Task details:
Return, word for word, the passage of the mailing-list message below starting with "cem.f.karan.civ at mail.mil" and going on through "the process started.".

Text:
---*---

[License-review] NOSA 2.0 and Government licensing [was: moving to an issue tracker [was Re: Some notes for license submitters]]
Karan, Cem F CIV USARMY RDECOM ARL (US)
cem.f.karan.civ at mail.mil
Wed Jun 20 13:07:05 UTC 2018
> -----Original Message-----
> From: License-review [mailto:license-review-bounces at lists.opensource.org] On Behalf Of Bruce Perens
> Sent: Tuesday, June 19, 2018 9:03 PM
> To: License submissions for OSI review <license-review at lists.opensource.org>
> Subject: [Non-DoD Source] Re: [License-review] moving to an issue tracker [was Re: Some notes for license submitters]
>
> Allison,
>
> The biggest problem here is not that OSI is slow to approve licenses, that they provide insufficient feedback, or that they are using the
> wrong software.
>
> It's a greater problem that OSI continues to approve licenses on a regular basis, twenty years after the process started.
>
> There aren't that many actually useful variations on the licenses that actually pass the OSD. There are actually only three useful
> licenses, a gift-style, a sharing-with-rules-style, and something in between. Given Affero and GPL3 terms on those three, essentially
> all purposes for Open Source can be carried out. All else is embellishment.
>
> What we are seeing now are licenses that satisfy a particular attorney. These are often introduced as being necessary for the specific
> needs of the venue (Europe, for example) or a particular organization (NASA, focusing on restrictions on the public domain). It's
> arguable that these licenses are more useful than existing well-tested ones, even for those organizations. For example, I don't see
> how NASA can really benefit from imposing terms upon public-domain works or making itself a secondary beneficiary of licenses
> executed by others.
>
> The license reviewers aren't waiting to be surprised by some worthy innovation in Open Source licensing. No such thing is coming by.

---*---

Provided material:
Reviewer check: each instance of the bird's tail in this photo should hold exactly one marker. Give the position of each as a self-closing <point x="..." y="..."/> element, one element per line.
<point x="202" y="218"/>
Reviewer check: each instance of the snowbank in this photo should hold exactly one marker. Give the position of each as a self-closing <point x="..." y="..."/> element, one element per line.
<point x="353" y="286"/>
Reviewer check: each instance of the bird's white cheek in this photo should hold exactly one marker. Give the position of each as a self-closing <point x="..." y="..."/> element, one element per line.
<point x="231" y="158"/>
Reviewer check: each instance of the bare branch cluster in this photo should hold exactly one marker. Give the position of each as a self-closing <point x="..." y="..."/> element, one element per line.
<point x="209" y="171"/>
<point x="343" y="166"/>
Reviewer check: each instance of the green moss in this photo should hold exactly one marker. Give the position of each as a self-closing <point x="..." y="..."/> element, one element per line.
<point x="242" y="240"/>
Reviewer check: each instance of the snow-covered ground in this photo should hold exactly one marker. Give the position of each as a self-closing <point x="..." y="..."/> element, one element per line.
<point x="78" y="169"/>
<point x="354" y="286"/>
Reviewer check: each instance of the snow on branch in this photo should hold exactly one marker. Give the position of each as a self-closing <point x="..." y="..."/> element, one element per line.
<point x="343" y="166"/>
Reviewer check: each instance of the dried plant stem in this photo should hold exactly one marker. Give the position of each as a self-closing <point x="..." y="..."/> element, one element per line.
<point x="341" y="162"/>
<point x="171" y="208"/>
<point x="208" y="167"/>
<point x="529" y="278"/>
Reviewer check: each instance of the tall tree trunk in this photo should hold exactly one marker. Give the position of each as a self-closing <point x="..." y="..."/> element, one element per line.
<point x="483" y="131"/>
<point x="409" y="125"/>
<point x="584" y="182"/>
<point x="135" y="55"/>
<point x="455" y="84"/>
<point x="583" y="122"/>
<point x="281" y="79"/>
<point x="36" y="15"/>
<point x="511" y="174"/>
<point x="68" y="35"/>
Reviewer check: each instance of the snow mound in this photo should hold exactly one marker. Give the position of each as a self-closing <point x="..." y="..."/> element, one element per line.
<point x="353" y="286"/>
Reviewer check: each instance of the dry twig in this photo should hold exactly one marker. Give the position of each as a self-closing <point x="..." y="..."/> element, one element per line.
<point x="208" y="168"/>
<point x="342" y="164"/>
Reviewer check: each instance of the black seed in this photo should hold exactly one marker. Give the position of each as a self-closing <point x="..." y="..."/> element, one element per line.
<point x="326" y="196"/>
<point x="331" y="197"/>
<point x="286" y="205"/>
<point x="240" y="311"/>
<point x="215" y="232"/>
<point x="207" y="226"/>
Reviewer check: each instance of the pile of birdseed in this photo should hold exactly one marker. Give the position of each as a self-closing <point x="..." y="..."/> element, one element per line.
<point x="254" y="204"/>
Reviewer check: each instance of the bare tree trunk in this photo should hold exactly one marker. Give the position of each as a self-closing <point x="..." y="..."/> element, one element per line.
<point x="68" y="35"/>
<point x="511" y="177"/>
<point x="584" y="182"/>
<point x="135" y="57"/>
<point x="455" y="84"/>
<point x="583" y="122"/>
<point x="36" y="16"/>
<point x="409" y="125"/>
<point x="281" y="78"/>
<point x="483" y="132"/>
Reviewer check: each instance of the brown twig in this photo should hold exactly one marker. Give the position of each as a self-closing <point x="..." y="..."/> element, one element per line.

---*---

Solved problem:
cem.f.karan.civ at mail.mil
Wed Jun 20 13:07:05 UTC 2018
> -----Original Message-----
> From: License-review [mailto:license-review-bounces at lists.opensource.org] On Behalf Of Bruce Perens
> Sent: Tuesday, June 19, 2018 9:03 PM
> To: License submissions for OSI review <license-review at lists.opensource.org>
> Subject: [Non-DoD Source] Re: [License-review] moving to an issue tracker [was Re: Some notes for license submitters]
>
> Allison,
>
> The biggest problem here is not that OSI is slow to approve licenses, that they provide insufficient feedback, or that they are using the
> wrong software.
>
> It's a greater problem that OSI continues to approve licenses on a regular basis, twenty years after the process started.